- TASK PROMPT
Extract the complete listing and output it unchanged.

- DATASET ROWS
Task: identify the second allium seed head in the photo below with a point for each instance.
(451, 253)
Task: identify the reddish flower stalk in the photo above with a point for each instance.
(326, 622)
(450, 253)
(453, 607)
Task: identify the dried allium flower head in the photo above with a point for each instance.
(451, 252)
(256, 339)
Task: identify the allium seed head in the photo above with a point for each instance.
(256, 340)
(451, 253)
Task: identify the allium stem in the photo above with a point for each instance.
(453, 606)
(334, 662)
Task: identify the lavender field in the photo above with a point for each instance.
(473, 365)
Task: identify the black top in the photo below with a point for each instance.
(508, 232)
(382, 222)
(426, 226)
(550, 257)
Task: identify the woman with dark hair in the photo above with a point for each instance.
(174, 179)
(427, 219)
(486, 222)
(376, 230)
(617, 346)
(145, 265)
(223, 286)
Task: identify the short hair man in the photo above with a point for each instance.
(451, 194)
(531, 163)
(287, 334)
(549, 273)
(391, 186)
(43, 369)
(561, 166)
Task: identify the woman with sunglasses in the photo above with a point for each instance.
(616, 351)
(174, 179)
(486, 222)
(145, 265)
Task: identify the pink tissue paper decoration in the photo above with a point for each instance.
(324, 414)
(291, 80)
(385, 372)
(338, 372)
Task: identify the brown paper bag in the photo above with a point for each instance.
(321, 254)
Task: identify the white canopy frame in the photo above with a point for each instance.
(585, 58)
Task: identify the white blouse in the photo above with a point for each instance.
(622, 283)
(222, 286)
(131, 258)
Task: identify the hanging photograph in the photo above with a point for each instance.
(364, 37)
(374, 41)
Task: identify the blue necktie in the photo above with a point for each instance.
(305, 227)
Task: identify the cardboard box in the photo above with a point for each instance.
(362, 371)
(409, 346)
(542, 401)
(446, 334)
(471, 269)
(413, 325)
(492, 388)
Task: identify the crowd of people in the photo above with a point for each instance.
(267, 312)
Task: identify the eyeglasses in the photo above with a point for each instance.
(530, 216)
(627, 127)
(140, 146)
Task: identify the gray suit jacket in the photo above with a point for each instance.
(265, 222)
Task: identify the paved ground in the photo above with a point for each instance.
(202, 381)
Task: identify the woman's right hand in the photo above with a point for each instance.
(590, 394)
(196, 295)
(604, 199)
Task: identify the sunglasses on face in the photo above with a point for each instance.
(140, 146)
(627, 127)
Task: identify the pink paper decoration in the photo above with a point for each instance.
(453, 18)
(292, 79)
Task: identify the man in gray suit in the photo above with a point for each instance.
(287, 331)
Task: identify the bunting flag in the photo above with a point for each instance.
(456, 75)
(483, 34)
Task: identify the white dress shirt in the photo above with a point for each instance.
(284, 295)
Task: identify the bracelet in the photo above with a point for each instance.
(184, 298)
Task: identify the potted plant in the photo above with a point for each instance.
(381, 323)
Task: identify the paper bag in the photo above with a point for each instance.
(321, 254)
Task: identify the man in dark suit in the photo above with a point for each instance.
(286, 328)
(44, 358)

- TASK ANSWER
Task: identify the second allium seed head in the photo below with a point for each instance.
(451, 253)
Task: identify the reddish flower stalk in the photo above with a point for each instance.
(326, 622)
(450, 253)
(453, 607)
Task: identify the dried allium flower head in the photo above with a point for each instance.
(451, 252)
(256, 339)
Task: identify the allium seed head in the photo above with a point for each instance.
(256, 340)
(451, 253)
Task: identify the allium stem in the photo above with a point for each instance.
(453, 606)
(334, 662)
Task: identify the lavender field in the photo above with a point for each instance.
(473, 365)
Task: identify the black top in the photo below with a point for each instance.
(508, 232)
(382, 222)
(426, 226)
(550, 257)
Task: identify the woman with dark hair in the photo above with a point for each instance.
(174, 179)
(427, 219)
(486, 222)
(376, 230)
(617, 346)
(145, 265)
(223, 286)
Task: identify the short hair man in the photo above with a point for each instance.
(451, 194)
(531, 163)
(287, 334)
(549, 273)
(391, 186)
(43, 369)
(561, 166)
Task: identify the woman with sunglasses in the photo above with a point for each instance.
(616, 351)
(174, 179)
(486, 222)
(145, 265)
Task: identify the pink tissue paper decoration in the photo above with a point for each instance.
(324, 414)
(291, 80)
(385, 372)
(338, 372)
Task: identify the brown paper bag in the photo above with a point for each instance.
(321, 254)
Task: identify the white canopy frame in the photo above with a point for each instance.
(585, 58)
Task: identify the white blouse in the photo above with a point for each instance.
(622, 283)
(222, 286)
(131, 258)
Task: identify the hanging photograph in the photo above with a point for each instance.
(364, 37)
(374, 41)
Task: identify the blue necktie in the photo above with a point for each instance.
(305, 227)
Task: identify the cardboard box in the photo above with a point for each instance.
(362, 371)
(409, 346)
(542, 401)
(446, 334)
(471, 269)
(413, 325)
(492, 388)
Task: identify the crowd of people in the photo above with a point for each instance.
(267, 312)
Task: identify the eyeglasses in the photo above with a point for each instance.
(530, 216)
(627, 127)
(140, 146)
Task: identify the gray suit jacket in the photo above with a point for each instance.
(265, 222)
Task: identify the paved ground in the photo above with a point for each instance.
(202, 381)
Task: identify the woman's right hand in the photo above with a point for each instance.
(590, 394)
(196, 295)
(604, 199)
Task: identify the sunglasses on face in the photo above with a point for each instance.
(140, 146)
(627, 127)
Task: identify the pink paper decoration in the photo above with a point for each instance.
(453, 18)
(292, 79)
Task: identify the man in gray suit in the photo above with a point for each instance.
(287, 331)
Task: identify the bunting flag in the photo above with a point for each instance.
(456, 75)
(483, 34)
Task: identify the white dress shirt in the photo above with a point for each instance.
(284, 295)
Task: identify the bracelet in the photo above with a point for each instance.
(184, 298)
Task: identify the potted plant in the photo above with a point for each instance.
(381, 323)
Task: identify the paper bag in the photo above with a point for each instance.
(321, 254)
Task: identify the man in dark suit in the photo above with a point for each instance.
(286, 328)
(44, 358)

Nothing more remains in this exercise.